◆ WHAT THIS TASK INVOLVES
Produce the same data once more, line for line.

(Records from a data source)
BEGIN

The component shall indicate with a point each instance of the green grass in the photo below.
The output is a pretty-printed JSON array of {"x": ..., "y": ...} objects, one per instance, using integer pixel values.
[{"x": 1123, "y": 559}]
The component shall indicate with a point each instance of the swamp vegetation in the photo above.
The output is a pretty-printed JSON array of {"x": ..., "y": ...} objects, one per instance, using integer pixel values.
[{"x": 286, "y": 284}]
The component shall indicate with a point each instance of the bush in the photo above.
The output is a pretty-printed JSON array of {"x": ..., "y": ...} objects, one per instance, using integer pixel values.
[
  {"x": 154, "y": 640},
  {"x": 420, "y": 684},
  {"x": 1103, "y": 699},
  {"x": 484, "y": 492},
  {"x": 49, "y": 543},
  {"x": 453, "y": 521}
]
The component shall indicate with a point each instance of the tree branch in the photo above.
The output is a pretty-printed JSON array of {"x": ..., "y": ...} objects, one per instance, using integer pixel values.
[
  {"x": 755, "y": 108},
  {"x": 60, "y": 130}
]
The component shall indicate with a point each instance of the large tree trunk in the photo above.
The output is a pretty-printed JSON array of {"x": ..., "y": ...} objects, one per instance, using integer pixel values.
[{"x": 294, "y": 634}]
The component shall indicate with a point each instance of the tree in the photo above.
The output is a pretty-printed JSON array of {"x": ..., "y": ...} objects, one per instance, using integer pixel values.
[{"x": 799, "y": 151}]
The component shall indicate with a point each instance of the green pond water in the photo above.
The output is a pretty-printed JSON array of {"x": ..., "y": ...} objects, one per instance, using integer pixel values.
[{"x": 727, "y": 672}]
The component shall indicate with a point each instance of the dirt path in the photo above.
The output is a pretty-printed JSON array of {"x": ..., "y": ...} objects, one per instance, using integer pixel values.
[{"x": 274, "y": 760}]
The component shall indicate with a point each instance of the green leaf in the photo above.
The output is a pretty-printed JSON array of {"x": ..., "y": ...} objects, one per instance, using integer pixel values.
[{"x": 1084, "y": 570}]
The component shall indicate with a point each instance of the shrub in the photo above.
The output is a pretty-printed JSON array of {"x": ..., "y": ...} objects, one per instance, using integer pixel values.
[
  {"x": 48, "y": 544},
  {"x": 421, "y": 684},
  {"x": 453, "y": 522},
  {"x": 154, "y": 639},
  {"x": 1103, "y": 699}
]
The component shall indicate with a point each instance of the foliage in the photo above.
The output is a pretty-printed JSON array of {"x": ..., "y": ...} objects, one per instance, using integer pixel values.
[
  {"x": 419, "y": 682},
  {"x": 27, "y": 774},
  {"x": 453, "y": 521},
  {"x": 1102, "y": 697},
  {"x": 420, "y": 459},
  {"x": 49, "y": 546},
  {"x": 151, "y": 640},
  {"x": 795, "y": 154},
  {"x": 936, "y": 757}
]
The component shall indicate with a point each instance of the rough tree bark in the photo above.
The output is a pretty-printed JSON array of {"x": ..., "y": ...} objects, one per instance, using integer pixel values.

END

◆ OUTPUT FOR THIS EXERCISE
The component shall indicate with a point each instance of the green grass in the photo below.
The output is a pretty-printed JSON array of {"x": ..., "y": ...} objects, one per instance, using integer pixel values.
[{"x": 1123, "y": 559}]
The component shall indicate with a point each instance of the swamp vegetation in the photo above.
The output is a pretty-printed JSON array of {"x": ..., "y": ...} objects, one per instance, using integer pixel values.
[{"x": 286, "y": 284}]
The component shall indicate with a point each instance of the bush in the photo above.
The output is a pretty-printed JSON array of {"x": ..., "y": ...} objects, one per instance, using integer pixel values.
[
  {"x": 154, "y": 640},
  {"x": 420, "y": 684},
  {"x": 1103, "y": 699},
  {"x": 484, "y": 492},
  {"x": 49, "y": 543},
  {"x": 453, "y": 521}
]
The component shall indicate with a point each instance of the tree branch in the photo above.
The output is a pretty-printed JSON array of {"x": ..., "y": ...} objects, one per instance, using integer pixel values.
[
  {"x": 755, "y": 108},
  {"x": 60, "y": 130}
]
The component shall indicate with a point each instance of the large tree trunk in the photo above.
The output is a pretty-printed JSON array of {"x": ..., "y": ...} objects, one per instance, using integer pixel values.
[{"x": 294, "y": 634}]
The component shall indicate with a point each instance of the tree in the photo above.
The output is a pretty-printed JSON array of {"x": ..., "y": ...} objects, one per instance, using integer pixel values.
[{"x": 799, "y": 151}]
The component shall indicate with a point each instance of the green pond water in the photo above.
The output is a pretty-printed JSON array of {"x": ..., "y": ...} objects, one per instance, using integer pixel values.
[{"x": 727, "y": 672}]
The component shall indicate with a point each instance of the dirt path in the photo above.
The output is a pretty-printed JSON array of {"x": ..., "y": ...} objects, one per instance, using integer pixel values.
[{"x": 274, "y": 760}]
The component shall indicate with a point each instance of the green leaf in the photo above.
The output is a pretty-printed JSON array of {"x": ..., "y": ...} objects, one per instance, using integer pixel values.
[{"x": 1084, "y": 570}]
The component shall indicate with a point each instance of the shrub in the photo above.
The output is a pretty-printed JSON array of {"x": ..., "y": ...} objects, one per instance, using integer pixel values.
[
  {"x": 48, "y": 544},
  {"x": 421, "y": 684},
  {"x": 453, "y": 522},
  {"x": 154, "y": 639},
  {"x": 1103, "y": 699}
]
The component shall indicate with a point each instance of the foliage in the photo above.
The output is a pretty-printed JSON array of {"x": ..., "y": ...} objects, one per instance, using integer pixel values.
[
  {"x": 419, "y": 682},
  {"x": 27, "y": 774},
  {"x": 453, "y": 521},
  {"x": 1102, "y": 697},
  {"x": 420, "y": 459},
  {"x": 49, "y": 546},
  {"x": 151, "y": 640},
  {"x": 795, "y": 154},
  {"x": 936, "y": 757}
]
The component shall indicate with a point each instance of the rough tree bark in the photo above.
The output is a pretty-printed JSON array of {"x": ..., "y": ...} objects, one per instance, using integer pixel values.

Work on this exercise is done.